*Task instructions*: In the book review below, copy the passage between "Wrestling with the" and "giving up smoking.", inclusive, renaming every "Rebus" to "Fox".

*Source extract*:
Book review: Rather Be the Devil by Ian Rankin – Rebus sticks it to banksters

Wrestling with the notion of retirement and having given up tobacco, Rankin’s long-serving and beloved detective tackles an unsolved murder from the 1970s and finds echoes of today’s financial larceny

Rather Be the Devil

by Ian Rankin

Orion

3.5 stars

A recent review bemoaned the fact that this book heralds a turning point for Ian Rankin’s hero, John Rebus, that Raymond Chandler’s Philip Marlowe would never have countenanced – his giving up smoking.

The full horror is made explicit in the painful opening chapter when Rebus, seven days off tobacco and screaming inside for one last, lingering smooch with his smoky siren, receives instead a specimen jar containing a diseased lung from his pathologist girlfriend, Deborah Quant. She is unaware of the results he is waiting on after an X-ray that he refers to, with typical morbid wit, as Hank Marvin.

*Extracted material*:
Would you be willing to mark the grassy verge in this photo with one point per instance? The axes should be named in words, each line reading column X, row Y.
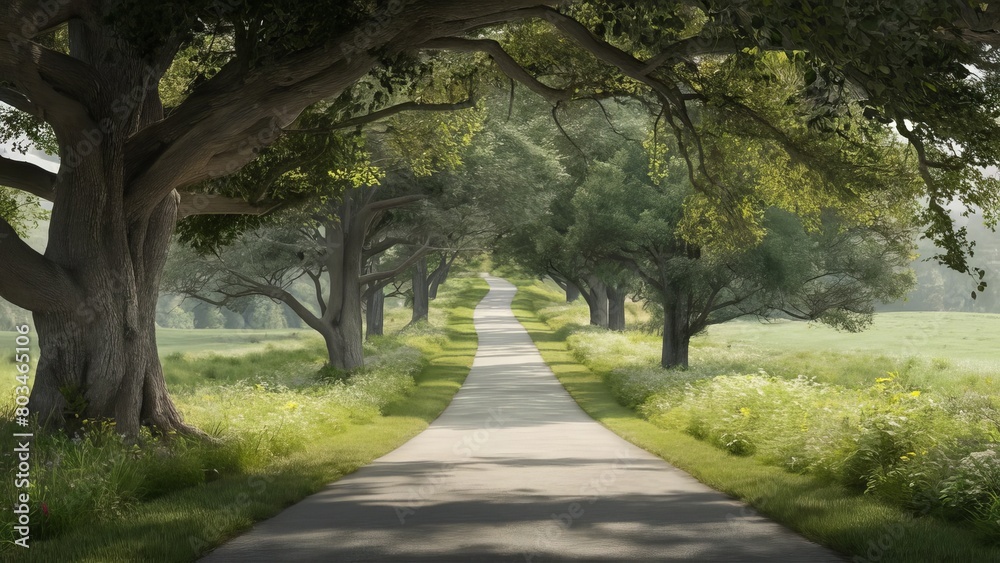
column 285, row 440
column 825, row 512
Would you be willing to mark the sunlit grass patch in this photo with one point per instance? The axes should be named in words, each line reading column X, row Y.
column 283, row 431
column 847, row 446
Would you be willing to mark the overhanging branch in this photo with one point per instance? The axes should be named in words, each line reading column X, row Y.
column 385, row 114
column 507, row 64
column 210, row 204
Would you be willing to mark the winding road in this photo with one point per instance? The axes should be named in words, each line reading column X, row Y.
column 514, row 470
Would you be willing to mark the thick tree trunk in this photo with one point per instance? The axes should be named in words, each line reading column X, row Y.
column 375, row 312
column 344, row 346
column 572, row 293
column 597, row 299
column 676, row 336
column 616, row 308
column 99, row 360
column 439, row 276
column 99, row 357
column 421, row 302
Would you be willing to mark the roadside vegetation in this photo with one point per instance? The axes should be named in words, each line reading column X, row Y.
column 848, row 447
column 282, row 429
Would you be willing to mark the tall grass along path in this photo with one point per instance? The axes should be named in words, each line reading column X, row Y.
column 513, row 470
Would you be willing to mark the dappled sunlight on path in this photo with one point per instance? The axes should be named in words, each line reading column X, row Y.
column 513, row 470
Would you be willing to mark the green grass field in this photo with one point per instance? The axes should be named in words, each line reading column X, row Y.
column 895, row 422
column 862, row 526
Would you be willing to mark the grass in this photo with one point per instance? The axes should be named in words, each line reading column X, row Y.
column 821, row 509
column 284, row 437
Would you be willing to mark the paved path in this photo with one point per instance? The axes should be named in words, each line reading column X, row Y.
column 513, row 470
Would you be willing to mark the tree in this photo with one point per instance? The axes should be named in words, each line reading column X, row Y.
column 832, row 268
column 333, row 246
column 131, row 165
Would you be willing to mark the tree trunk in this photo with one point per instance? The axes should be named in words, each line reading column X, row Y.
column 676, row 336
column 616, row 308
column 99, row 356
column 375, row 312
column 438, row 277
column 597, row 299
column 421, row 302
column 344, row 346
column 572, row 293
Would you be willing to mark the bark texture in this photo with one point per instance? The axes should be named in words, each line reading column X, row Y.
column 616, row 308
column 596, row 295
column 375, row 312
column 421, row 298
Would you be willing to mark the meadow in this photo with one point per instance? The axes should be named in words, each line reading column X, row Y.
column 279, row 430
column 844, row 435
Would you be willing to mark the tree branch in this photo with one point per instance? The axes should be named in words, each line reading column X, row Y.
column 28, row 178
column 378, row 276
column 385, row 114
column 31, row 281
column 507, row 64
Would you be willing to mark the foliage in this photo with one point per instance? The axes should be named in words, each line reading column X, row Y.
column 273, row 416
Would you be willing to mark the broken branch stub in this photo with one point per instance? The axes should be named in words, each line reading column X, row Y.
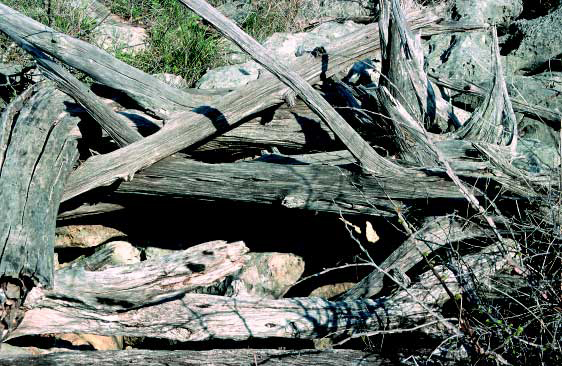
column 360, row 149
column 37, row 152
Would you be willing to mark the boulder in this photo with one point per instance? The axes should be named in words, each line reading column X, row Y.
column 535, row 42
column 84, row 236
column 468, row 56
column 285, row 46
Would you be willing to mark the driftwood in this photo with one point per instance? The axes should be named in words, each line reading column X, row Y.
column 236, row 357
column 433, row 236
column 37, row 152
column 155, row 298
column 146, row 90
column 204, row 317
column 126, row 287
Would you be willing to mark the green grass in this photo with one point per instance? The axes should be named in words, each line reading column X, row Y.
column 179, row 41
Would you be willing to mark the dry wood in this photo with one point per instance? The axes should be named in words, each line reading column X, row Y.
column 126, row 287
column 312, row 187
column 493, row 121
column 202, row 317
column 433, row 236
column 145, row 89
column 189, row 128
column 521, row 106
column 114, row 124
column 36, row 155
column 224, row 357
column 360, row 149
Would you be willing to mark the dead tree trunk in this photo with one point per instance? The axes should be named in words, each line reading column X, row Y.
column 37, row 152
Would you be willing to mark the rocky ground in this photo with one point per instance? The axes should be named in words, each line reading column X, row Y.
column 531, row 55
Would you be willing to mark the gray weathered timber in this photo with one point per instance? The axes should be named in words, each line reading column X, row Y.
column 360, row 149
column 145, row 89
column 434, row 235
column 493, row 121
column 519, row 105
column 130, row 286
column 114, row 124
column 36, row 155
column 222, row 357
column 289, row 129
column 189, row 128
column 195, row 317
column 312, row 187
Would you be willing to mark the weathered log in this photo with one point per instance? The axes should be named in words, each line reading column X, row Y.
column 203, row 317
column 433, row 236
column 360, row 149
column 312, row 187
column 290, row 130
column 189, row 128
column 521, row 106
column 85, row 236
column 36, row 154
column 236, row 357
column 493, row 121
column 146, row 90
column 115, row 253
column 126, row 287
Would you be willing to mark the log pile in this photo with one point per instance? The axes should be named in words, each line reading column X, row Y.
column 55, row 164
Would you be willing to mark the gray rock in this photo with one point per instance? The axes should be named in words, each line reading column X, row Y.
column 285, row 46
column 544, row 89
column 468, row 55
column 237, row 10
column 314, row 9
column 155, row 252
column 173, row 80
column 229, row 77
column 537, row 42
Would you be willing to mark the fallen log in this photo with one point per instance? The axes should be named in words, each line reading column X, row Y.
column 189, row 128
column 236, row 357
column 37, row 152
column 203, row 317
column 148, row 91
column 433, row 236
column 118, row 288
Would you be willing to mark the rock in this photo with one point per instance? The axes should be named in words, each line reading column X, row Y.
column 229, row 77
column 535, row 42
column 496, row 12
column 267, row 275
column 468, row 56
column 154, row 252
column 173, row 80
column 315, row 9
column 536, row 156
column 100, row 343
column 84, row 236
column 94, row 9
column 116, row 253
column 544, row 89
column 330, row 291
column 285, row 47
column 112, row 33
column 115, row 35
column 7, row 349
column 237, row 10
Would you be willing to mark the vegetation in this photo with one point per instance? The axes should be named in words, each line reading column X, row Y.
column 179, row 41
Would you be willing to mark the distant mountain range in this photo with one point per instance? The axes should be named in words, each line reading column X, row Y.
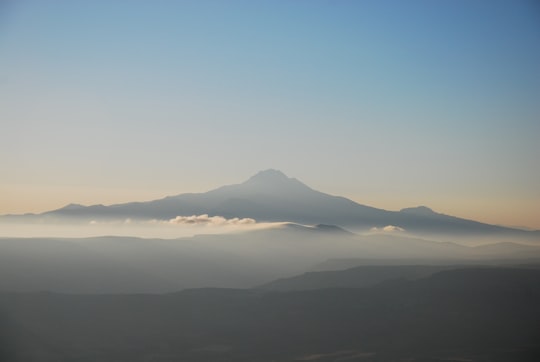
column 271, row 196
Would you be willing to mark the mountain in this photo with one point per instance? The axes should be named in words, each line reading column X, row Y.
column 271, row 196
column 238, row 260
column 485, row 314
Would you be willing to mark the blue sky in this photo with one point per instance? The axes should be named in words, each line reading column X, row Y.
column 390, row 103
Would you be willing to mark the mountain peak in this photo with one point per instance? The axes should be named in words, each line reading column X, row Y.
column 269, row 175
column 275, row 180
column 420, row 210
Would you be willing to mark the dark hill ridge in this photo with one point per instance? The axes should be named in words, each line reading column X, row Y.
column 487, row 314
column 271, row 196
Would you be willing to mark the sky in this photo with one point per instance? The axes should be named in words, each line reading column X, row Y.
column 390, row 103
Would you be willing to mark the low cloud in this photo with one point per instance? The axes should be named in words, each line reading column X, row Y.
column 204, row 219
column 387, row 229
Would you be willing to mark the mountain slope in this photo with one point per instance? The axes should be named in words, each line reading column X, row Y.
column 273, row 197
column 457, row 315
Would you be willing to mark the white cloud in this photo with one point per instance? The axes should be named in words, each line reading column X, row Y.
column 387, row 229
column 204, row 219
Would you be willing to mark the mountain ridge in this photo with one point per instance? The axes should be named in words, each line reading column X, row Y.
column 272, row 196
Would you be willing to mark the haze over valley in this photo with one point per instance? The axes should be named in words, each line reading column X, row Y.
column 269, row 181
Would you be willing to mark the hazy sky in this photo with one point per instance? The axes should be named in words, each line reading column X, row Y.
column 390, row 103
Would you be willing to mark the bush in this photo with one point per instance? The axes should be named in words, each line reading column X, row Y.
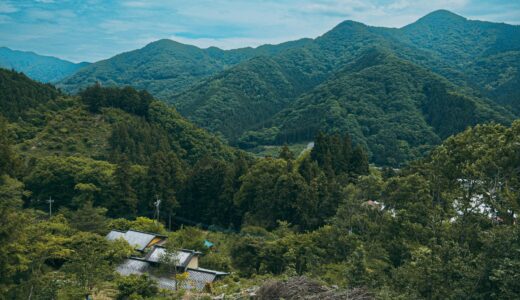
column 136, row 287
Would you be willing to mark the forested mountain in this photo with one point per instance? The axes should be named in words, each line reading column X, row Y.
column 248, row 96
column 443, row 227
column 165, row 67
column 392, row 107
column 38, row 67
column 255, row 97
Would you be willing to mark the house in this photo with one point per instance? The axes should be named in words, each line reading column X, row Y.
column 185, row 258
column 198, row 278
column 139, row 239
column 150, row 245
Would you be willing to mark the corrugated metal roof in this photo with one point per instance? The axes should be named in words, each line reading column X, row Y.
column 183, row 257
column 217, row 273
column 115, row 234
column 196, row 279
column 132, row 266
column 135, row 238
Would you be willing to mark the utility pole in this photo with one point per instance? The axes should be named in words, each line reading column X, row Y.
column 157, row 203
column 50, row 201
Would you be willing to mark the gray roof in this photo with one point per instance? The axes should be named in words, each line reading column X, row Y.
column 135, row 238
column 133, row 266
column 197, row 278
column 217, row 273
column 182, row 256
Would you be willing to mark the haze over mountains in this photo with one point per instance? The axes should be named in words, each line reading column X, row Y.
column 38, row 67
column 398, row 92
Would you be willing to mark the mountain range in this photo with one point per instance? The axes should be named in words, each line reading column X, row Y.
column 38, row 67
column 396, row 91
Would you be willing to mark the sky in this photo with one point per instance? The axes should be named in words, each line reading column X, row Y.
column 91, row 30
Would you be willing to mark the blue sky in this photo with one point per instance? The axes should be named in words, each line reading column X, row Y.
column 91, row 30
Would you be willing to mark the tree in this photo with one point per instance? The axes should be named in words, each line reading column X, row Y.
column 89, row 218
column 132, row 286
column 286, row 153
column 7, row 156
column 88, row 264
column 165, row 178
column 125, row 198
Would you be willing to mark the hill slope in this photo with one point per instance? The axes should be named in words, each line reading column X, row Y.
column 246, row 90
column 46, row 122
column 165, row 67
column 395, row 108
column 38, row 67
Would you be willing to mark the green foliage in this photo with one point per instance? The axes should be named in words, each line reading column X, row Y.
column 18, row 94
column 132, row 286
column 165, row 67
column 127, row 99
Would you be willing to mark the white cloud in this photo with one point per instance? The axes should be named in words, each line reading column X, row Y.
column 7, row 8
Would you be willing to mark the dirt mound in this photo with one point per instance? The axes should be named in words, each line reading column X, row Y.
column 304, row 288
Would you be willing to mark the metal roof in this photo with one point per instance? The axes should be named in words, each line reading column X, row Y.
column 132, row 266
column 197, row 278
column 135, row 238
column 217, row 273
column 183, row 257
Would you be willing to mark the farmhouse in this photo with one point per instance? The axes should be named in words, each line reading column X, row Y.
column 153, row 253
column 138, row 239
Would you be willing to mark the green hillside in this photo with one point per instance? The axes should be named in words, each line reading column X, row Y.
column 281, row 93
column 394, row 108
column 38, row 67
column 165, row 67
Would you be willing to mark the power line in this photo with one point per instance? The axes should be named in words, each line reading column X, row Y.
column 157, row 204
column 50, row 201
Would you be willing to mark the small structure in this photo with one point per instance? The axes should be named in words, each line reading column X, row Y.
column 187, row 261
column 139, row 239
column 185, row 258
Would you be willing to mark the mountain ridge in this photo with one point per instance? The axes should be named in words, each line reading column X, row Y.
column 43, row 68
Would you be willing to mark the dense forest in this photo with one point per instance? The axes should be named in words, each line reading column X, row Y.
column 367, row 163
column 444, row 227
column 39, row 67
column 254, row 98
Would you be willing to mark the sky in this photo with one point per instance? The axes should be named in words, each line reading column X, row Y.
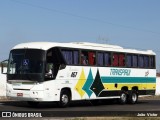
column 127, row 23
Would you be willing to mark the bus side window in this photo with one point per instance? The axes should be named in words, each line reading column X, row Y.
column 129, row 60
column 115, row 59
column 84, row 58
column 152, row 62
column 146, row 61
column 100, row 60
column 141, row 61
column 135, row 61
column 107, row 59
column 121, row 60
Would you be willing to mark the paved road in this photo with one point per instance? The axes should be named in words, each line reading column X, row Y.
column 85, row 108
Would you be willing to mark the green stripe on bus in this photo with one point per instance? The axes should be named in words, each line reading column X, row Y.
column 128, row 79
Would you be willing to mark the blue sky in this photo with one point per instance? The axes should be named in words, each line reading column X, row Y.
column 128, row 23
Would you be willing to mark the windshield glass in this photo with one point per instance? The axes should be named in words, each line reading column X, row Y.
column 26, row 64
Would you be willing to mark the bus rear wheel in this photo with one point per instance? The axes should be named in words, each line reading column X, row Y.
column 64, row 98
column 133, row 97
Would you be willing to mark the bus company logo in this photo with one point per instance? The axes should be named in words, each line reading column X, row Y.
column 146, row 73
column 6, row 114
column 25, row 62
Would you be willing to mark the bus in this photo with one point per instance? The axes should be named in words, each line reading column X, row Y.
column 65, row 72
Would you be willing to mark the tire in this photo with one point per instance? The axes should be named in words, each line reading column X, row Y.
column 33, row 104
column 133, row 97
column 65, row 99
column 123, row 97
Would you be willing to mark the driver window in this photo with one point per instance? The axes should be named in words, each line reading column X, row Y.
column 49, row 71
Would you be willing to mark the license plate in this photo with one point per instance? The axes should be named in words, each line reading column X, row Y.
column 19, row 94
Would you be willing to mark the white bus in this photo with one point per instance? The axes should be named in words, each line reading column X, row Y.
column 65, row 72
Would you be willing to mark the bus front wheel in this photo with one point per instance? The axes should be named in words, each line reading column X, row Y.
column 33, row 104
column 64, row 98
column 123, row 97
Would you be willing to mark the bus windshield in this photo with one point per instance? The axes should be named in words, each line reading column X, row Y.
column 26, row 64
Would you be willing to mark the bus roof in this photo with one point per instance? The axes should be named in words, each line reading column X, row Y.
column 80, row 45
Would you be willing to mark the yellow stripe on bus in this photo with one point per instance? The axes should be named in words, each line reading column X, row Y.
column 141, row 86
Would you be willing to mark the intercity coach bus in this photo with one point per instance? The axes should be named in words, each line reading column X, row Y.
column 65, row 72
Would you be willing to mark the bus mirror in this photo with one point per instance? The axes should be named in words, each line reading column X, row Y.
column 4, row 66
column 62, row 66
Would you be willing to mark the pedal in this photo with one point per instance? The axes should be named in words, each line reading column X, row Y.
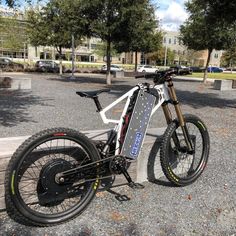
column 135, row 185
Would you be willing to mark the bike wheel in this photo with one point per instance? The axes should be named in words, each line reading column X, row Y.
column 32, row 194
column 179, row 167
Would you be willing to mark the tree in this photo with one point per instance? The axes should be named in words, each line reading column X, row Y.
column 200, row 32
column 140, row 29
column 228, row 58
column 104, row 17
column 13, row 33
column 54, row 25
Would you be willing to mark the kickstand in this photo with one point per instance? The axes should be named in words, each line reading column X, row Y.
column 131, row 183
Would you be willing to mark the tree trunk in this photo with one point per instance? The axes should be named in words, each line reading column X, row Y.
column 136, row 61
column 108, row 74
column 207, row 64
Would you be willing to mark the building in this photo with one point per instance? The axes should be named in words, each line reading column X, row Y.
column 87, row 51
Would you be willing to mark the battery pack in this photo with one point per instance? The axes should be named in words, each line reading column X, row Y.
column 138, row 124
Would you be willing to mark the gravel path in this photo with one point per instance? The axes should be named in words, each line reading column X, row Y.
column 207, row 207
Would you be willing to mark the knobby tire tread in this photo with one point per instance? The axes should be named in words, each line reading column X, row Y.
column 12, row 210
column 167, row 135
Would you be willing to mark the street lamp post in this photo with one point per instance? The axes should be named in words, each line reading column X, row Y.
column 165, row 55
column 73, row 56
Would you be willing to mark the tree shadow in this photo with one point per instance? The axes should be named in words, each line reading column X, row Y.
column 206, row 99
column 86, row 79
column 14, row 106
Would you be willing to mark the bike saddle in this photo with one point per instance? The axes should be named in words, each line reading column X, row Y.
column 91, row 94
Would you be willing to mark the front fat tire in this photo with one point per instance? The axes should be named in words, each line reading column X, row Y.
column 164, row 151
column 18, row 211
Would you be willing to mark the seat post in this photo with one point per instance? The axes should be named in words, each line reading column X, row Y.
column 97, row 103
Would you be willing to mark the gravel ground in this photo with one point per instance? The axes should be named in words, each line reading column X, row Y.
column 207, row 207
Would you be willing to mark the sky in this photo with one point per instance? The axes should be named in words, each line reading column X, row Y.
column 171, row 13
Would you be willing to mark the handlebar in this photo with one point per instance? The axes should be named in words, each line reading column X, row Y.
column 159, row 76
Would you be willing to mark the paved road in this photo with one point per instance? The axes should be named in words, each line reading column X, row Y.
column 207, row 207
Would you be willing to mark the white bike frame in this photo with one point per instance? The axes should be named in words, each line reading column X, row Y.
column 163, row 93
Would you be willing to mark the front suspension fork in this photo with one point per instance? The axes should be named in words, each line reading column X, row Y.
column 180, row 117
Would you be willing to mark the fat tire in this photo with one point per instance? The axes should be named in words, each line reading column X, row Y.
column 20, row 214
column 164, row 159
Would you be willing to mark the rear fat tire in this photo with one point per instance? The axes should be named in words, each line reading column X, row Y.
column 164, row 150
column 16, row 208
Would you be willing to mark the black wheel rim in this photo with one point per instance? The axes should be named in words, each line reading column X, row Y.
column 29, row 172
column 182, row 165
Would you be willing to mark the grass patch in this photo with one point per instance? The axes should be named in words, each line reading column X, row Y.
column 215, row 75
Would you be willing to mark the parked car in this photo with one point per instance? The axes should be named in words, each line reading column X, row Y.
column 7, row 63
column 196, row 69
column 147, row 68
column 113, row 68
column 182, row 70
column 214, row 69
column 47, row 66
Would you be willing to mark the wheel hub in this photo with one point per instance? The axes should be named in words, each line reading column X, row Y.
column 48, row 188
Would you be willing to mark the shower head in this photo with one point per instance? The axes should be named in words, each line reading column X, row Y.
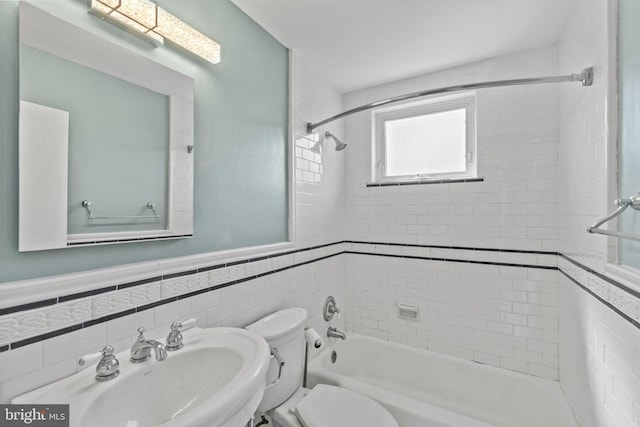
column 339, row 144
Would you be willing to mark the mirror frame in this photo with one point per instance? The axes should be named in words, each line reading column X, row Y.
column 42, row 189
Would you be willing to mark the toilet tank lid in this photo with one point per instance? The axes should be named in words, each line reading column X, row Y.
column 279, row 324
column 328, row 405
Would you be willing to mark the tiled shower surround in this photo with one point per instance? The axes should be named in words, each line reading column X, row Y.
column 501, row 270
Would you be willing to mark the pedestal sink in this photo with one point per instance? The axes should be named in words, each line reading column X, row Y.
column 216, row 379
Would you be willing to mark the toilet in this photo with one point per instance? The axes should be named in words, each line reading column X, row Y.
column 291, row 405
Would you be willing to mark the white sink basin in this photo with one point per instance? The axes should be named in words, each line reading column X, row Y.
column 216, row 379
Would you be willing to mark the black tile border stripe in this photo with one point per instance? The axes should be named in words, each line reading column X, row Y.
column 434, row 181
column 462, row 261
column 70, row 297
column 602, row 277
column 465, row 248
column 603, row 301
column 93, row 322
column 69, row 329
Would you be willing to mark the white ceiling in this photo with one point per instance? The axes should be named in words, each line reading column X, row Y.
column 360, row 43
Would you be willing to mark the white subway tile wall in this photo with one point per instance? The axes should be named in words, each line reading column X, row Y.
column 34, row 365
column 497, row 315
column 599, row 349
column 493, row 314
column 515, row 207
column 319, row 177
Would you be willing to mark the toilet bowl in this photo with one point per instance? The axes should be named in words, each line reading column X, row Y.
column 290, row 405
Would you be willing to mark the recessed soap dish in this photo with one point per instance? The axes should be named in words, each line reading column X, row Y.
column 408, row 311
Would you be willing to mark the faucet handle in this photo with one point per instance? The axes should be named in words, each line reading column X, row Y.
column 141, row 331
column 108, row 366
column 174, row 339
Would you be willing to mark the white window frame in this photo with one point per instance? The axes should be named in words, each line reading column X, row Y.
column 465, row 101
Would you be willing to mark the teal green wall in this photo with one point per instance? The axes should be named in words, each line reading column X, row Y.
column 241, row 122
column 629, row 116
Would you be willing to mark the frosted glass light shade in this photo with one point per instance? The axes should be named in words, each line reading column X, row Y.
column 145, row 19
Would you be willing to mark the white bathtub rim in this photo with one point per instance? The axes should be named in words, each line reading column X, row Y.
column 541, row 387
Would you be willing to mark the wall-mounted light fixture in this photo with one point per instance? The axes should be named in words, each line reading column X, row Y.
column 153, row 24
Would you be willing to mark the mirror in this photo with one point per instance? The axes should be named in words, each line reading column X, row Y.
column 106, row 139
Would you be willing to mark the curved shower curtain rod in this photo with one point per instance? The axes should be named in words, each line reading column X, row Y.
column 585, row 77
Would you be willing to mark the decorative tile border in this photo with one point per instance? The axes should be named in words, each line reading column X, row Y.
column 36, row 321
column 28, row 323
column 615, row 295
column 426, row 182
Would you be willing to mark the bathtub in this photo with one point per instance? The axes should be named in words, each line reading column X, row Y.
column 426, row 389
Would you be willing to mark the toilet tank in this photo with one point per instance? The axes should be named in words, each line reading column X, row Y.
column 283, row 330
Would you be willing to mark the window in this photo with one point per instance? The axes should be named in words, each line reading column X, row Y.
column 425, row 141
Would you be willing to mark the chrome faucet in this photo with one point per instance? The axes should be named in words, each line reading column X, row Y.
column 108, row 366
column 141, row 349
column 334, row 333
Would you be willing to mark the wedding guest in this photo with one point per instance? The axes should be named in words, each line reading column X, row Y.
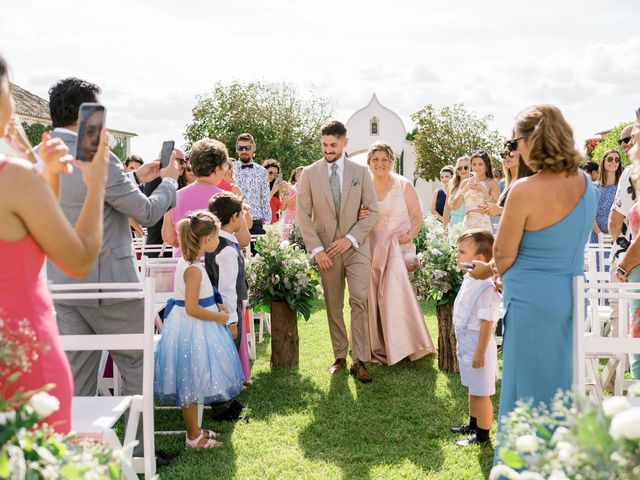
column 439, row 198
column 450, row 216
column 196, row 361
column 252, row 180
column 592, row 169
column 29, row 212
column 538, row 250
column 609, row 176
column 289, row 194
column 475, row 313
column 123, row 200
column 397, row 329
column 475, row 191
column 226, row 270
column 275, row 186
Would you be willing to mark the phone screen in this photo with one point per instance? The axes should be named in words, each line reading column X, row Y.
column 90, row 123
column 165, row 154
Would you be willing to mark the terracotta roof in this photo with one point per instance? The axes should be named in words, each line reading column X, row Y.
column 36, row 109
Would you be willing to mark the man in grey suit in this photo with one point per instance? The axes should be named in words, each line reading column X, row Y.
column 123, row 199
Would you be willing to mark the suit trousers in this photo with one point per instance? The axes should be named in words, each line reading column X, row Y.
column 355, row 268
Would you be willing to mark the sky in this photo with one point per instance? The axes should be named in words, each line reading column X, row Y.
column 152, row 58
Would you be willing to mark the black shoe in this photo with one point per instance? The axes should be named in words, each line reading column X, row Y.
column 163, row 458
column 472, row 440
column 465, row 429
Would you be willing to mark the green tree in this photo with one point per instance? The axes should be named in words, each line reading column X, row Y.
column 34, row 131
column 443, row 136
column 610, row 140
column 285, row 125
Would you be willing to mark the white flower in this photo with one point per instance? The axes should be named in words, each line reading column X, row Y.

*Problem solution*:
Wrestling with the notion of retirement and having given up tobacco, Rankin’s long-serving and beloved detective tackles an unsolved murder from the 1970s and finds echoes of today’s financial larceny

Rather Be the Devil

by Ian Rankin

Orion

3.5 stars

A recent review bemoaned the fact that this book heralds a turning point for Ian Rankin’s hero, John Fox, that Raymond Chandler’s Philip Marlowe would never have countenanced – his giving up smoking.